In [1]:
from pybiomart import Server

In [3]:
import pandas as pd
import numpy as np
pd.set_option('display.max_rows', 4000)

In [4]:
server = Server(host='http://www.ensembl.org')
server.list_marts().head()
mart = server['ENSEMBL_MART_ENSEMBL']
mart.list_datasets().head()

Unnamed: 0,name,display_name
0,abrachyrhynchus_gene_ensembl,Pink-footed goose genes (ASM259213v1)
1,pkingsleyae_gene_ensembl,Paramormyrops kingsleyae genes (PKINGS_0.1)
2,nscutatus_gene_ensembl,Mainland tiger snake genes (TS10Xv2-PRI)
3,clumpus_gene_ensembl,Lumpfish genes (fCycLum1.pri)
4,llaticaudata_gene_ensembl,Blue-ringed sea krait genes (latLat_1.0)


In [5]:
dataset = mart['hsapiens_gene_ensembl']
ds_attri = dataset.list_attributes()
ds_attri_species = ds_attri[260:3020]
ds_attri_species_gene = ds_attri_species[ds_attri_species['name'].str.contains('associated_gene_name')]

In [6]:
species_list = ds_attri_species_gene.name.to_list()

In [7]:
species_list.remove('bmusculus_homolog_associated_gene_name')

In [8]:
dataset.query(attributes = species_list[0:6]).head()

● **Activity list**
**a.** In the pybiomart notebook, which attribute name is removed from species_list?
**b.** Repeat the stretch of the pybiomart notebook from "4,llaticaudata_gene_ensembl,Blue-ringed sea krait" through "species_list = ds_attri_species_gene.name.to_list()".
**c.** Write what comes next in the pybiomart notebook, picking up after its final query.
The lines after this are separate material, apart from the pybiomart notebook.

● **Data**

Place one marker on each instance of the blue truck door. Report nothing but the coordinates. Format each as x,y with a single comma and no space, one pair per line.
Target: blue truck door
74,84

● **Task results**
**a.** bmusculus_homolog_associated_gene_name

**b.**
4,llaticaudata_gene_ensembl,Blue-ringed sea krait genes (latLat_1.0)


In [5]:
dataset = mart['hsapiens_gene_ensembl']
ds_attri = dataset.list_attributes()
ds_attri_species = ds_attri[260:3020]
ds_attri_species_gene = ds_attri_species[ds_attri_species['name'].str.contains('associated_gene_name')]

In [6]:
species_list = ds_attri_species_gene.name.to_list()

**c.**
Unnamed: 0,Abingdon island giant tortoise gene name,African ostrich gene name,Algerian mouse gene name,Alpaca gene name,Alpine marmot gene name,Amazon molly gene name
0,,,,,,
1,,MT-ND1,,ND1,,
2,,MT-ND2,,ND2,,
3,,MT-CO1,,COX1,,
4,,MT-CO2,,COX2,,


In [9]:
df = dataset.query(attributes = [species_list[0]])
df.columns[0].replace(' gene name','')

'Abingdon island giant tortoise'

In [10]:
def get_list(species):
    df = dataset.query(attributes = [species])
    genes = df.iloc[:,0].str.upper().to_list()
    return genes

In [11]:
def get_specie_name(species):
    df = dataset.query(attributes = [species])
    name = df.columns[0].replace(' gene name','')
    return name

In [13]:
gene_list = [get_list(species) for species in species_list]

BiomartException: African ostrich gene name
MT-ND1
MT-ND2
MT-CO1
MT-CO2
MT-ATP6
MT-CO3
MT-ND3
MT-ND4
MT-ND5
MT-ND6
MT-CYB
Query ERROR: caught BioMart::Exception::Database: Could not connect to mysql database ensembl_mart_108: DBI connect('database=ensembl_mart_108;host=127.0.0.1;port=5316','ensro',...) failed: Lost connection to MySQL server at 'reading initial communication packet', system error: 2 at /nfs/public/ro/ensweb/live/mart/www_108/biomart-perl/lib/BioMart/Configuration/DBLocation.pm line 98.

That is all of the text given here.